-------- TE BESTUDEREN TEKST --------
In deze zaak heeft eiser op 29 januari 2025 beroep ingesteld tegen de minister van Landbouw, Visserij, Voedselzekerheid en Natuur, omdat deze niet tijdig heeft beslist op zijn verzoek om informatie op basis van de Wet open overheid (Woo). De minister heeft op 19 februari 2025 een verweerschrift ingediend. De rechtbank heeft besloten dat een zitting niet nodig is en heeft de zaak op basis van de ingediende stukken beoordeeld.
De rechtbank overweegt dat als een bestuursorgaan niet op tijd beslist, de betrokkene eerst een ingebrekestelling moet sturen. Eiser heeft zijn verzoek op 23 september 2024 ingediend, en de beslistermijn is overschreden. De rechtbank stelt vast dat eiser op 3 januari 2025 de minister in gebreke heeft gesteld, waarna er twee weken zijn verstreken zonder dat er een nieuw besluit is genomen.
-------- OEFENGEGEVENS --------
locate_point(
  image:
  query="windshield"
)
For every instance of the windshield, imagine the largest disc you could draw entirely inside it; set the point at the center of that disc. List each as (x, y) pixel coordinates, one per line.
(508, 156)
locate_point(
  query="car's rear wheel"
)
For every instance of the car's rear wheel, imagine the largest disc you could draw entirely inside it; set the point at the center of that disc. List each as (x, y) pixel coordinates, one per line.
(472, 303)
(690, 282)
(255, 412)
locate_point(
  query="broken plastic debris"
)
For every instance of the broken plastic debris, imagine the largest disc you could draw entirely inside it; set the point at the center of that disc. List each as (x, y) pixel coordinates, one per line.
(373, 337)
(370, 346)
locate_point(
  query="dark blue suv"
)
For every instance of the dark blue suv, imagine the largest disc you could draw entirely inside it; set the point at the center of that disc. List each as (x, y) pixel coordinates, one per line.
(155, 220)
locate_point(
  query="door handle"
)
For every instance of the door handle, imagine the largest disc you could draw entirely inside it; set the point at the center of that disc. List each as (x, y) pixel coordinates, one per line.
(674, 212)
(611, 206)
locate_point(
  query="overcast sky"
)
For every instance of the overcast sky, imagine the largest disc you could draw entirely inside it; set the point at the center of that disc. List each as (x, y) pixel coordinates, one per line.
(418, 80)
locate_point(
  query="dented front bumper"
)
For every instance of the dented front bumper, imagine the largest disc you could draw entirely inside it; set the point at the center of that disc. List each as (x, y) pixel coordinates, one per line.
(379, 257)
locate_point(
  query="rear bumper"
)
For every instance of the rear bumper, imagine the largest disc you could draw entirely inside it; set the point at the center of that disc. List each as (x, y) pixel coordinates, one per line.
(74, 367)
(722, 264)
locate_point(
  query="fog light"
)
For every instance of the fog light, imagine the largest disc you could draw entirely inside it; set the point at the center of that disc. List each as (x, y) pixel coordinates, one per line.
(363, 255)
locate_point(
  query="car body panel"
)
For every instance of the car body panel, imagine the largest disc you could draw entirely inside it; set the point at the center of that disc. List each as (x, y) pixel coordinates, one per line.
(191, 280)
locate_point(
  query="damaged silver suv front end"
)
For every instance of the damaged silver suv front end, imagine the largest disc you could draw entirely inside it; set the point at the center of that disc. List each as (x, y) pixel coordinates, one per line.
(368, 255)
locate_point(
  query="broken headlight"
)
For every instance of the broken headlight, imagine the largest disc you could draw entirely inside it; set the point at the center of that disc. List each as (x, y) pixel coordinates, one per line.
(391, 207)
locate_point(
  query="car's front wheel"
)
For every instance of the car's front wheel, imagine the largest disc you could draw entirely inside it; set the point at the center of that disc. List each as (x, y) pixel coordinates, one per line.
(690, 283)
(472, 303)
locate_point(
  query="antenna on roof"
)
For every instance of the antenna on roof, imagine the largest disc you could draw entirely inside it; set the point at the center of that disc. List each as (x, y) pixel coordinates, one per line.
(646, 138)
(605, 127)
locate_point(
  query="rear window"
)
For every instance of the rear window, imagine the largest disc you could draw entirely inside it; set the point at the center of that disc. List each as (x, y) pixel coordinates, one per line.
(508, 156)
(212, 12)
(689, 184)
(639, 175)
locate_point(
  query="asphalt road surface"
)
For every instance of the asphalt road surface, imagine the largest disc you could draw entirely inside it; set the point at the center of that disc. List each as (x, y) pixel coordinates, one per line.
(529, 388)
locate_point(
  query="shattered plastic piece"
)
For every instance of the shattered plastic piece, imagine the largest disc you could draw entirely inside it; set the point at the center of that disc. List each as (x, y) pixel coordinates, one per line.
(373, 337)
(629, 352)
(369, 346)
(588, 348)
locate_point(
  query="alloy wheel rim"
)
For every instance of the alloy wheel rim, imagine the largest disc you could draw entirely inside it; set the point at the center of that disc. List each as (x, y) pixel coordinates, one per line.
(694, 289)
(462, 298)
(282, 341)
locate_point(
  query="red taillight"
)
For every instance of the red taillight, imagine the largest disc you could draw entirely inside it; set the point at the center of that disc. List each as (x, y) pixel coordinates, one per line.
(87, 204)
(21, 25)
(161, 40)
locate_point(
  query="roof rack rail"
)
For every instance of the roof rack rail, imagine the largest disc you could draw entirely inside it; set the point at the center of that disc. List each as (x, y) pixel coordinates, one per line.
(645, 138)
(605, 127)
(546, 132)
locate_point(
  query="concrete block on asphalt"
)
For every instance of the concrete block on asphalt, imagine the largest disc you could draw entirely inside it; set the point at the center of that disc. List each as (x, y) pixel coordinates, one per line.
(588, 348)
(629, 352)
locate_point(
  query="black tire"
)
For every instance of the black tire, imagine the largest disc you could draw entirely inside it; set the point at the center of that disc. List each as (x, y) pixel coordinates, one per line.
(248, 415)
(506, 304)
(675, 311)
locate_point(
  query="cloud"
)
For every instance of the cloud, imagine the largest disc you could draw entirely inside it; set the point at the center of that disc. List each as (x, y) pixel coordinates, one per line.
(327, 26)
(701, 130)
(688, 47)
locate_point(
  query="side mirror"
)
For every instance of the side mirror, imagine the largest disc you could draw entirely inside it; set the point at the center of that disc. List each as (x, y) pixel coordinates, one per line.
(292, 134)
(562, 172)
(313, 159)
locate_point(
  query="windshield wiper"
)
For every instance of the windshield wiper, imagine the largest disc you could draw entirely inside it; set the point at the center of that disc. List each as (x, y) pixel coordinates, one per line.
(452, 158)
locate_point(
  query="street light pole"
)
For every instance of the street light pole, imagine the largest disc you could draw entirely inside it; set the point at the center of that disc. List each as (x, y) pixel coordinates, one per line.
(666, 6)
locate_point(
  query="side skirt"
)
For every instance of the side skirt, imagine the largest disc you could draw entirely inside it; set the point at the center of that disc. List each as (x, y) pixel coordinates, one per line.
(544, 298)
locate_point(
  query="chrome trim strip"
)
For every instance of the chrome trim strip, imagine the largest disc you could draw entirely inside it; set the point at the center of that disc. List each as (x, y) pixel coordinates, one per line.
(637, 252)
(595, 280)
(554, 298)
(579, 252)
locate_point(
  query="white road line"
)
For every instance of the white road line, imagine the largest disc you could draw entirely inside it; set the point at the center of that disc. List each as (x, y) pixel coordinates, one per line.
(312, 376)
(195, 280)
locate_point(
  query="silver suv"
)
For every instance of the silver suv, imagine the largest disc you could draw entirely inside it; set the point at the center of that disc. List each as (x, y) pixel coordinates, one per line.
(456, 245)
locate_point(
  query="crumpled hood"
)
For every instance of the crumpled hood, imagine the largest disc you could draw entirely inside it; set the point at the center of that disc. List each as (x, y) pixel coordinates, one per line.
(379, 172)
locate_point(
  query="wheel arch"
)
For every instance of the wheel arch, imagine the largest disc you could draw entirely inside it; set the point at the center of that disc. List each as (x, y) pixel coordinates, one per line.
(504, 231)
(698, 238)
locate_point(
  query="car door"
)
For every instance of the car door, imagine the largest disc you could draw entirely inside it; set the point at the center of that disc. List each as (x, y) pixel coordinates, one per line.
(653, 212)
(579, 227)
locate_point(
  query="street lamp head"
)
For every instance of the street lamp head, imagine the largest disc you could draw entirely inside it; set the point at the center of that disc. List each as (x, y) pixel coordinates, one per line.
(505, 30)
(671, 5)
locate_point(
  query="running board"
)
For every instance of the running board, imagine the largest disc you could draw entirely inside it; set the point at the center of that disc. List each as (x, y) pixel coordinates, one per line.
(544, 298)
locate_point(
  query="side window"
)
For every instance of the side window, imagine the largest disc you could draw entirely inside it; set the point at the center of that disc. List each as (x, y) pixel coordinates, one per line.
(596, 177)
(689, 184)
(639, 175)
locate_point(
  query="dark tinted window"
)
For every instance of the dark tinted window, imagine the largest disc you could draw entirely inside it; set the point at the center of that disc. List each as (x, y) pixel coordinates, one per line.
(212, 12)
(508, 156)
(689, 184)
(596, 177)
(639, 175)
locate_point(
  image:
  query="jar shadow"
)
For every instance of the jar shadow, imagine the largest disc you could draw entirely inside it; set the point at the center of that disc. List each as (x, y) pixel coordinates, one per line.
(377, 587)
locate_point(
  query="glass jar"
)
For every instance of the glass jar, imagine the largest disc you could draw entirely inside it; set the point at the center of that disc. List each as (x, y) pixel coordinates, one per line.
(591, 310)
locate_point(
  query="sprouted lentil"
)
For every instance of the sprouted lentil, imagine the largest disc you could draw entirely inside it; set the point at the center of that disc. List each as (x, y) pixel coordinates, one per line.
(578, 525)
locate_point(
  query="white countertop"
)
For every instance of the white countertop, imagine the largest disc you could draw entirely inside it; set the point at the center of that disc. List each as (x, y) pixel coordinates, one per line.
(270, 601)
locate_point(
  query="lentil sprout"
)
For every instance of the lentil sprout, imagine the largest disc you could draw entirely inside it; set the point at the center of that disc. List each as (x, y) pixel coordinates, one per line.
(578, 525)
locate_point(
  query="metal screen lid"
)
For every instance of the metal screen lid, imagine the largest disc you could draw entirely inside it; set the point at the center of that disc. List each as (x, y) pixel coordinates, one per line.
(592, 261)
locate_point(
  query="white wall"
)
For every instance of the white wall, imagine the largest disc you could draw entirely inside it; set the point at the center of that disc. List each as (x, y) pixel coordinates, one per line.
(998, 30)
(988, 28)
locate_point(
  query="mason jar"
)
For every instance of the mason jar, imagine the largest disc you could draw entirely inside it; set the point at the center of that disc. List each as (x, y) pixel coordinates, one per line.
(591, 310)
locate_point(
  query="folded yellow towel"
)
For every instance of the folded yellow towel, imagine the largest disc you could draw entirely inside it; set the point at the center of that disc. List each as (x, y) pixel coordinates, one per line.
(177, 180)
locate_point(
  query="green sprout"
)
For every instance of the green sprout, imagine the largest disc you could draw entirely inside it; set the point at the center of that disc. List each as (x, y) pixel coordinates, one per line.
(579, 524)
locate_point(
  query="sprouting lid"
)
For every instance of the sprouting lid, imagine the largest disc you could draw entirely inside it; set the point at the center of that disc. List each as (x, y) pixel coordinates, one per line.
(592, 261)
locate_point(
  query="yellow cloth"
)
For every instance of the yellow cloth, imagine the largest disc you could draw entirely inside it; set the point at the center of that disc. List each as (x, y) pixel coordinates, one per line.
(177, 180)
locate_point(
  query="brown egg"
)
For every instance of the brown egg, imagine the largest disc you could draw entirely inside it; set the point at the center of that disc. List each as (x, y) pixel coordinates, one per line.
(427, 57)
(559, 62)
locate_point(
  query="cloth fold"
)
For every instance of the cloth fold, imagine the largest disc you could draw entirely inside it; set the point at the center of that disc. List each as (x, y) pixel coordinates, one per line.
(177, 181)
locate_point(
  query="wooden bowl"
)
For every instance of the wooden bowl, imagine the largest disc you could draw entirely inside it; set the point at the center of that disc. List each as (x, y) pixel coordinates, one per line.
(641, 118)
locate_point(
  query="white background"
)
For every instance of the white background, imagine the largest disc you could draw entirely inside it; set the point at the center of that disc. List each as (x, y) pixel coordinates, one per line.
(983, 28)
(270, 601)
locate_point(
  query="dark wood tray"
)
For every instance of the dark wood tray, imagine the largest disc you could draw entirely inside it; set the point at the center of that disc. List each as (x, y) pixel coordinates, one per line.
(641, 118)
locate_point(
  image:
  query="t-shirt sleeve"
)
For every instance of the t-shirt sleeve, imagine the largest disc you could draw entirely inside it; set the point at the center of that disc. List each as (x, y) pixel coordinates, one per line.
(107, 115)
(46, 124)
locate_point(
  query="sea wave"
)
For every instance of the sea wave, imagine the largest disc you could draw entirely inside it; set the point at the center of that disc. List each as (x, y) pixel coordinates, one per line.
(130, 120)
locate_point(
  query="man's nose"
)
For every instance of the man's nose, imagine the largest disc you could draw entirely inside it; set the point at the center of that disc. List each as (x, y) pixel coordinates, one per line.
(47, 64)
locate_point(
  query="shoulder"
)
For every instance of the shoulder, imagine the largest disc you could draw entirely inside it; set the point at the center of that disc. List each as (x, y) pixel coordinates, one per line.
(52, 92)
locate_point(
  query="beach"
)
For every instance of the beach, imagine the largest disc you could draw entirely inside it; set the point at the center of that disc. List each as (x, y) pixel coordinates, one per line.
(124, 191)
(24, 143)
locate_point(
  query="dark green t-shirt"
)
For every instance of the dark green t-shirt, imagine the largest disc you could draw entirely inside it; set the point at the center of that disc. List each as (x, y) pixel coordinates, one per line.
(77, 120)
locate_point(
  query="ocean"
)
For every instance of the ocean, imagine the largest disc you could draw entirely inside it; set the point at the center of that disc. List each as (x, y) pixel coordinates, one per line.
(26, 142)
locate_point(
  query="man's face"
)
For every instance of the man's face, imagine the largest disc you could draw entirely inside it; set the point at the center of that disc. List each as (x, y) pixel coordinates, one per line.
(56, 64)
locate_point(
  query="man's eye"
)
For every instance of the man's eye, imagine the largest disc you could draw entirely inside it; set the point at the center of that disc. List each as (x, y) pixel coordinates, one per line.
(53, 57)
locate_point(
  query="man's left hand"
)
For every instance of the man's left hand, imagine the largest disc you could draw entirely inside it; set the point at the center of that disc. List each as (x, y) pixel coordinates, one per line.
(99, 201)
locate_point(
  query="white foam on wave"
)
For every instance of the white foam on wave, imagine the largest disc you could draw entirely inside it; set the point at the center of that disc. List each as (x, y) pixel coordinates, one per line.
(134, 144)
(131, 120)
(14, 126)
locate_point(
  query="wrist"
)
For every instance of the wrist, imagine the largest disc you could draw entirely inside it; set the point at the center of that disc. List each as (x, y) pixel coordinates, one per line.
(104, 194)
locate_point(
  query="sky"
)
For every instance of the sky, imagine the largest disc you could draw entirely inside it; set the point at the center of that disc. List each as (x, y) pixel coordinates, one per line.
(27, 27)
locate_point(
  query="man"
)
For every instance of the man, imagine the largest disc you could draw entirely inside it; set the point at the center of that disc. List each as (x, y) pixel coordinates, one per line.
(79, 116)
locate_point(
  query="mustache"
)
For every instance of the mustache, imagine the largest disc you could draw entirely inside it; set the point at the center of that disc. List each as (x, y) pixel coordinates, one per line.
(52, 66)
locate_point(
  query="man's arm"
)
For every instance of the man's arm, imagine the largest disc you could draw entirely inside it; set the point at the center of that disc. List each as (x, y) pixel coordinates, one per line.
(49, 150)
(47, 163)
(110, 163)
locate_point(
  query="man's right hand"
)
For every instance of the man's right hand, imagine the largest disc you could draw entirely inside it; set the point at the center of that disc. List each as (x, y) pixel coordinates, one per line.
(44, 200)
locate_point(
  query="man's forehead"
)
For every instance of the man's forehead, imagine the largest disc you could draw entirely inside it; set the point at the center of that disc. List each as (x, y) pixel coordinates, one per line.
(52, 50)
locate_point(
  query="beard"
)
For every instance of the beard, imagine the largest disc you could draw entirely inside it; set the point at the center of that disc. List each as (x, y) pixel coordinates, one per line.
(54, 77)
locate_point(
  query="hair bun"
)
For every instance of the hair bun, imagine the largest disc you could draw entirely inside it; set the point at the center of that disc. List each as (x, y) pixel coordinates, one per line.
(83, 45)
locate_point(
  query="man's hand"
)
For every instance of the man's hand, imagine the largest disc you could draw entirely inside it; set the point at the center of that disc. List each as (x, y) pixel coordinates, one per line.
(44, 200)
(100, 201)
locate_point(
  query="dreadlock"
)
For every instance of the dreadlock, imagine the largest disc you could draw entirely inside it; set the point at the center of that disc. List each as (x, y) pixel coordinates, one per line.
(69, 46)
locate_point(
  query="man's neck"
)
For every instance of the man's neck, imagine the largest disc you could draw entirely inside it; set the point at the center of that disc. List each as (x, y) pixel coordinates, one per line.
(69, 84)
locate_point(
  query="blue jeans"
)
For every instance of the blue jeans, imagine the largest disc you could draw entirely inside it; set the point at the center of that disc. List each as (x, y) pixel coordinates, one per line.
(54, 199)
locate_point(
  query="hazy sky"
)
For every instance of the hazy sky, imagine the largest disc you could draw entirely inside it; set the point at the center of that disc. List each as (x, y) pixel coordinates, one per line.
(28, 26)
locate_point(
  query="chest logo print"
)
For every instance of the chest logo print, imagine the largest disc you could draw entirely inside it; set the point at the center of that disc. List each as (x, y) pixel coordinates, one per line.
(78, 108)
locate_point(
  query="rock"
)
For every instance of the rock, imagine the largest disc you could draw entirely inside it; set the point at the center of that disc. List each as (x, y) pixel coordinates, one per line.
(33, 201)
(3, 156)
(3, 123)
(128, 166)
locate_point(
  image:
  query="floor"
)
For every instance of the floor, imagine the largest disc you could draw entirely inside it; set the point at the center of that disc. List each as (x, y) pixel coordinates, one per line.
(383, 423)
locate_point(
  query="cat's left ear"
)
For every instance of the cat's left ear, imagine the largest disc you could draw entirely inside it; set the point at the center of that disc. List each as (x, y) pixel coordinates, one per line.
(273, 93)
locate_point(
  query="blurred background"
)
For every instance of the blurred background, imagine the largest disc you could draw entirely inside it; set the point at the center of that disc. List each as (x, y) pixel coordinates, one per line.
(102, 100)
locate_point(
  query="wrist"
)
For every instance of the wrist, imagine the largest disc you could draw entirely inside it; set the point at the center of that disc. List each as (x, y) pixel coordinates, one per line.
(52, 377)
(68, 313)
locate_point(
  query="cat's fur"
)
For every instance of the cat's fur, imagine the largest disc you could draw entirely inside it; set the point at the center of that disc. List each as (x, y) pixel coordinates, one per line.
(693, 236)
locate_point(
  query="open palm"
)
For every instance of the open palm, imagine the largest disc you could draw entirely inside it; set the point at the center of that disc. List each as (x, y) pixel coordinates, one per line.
--------
Schrijf het vervolg van de tekst over het beroep tegen de minister wegens het niet tijdig beslissen op een Woo-verzoek, te beginnen na de laatste zin.

(RESULTAAT)
De rechtbank oordeelt dat de minister alsnog binnen twee weken na de uitspraak moet beslissen op het verzoek van eiser. De rechtbank erkent dat de minister om een langere beslistermijn heeft verzocht vanwege de omvang van het verzoek, maar ziet aanleiding om de termijn te verlengen tot uiterlijk 16 juni 2025. Tevens wordt een dwangsom van € 100,- per dag opgelegd voor elke dag dat de beslistermijn wordt overschreden, met een maximum van € 15.000,-. Eiser heeft geen proceskosten gemaakt die voor vergoeding in aanmerking komen, maar het griffierecht moet door de minister aan eiser worden vergoed.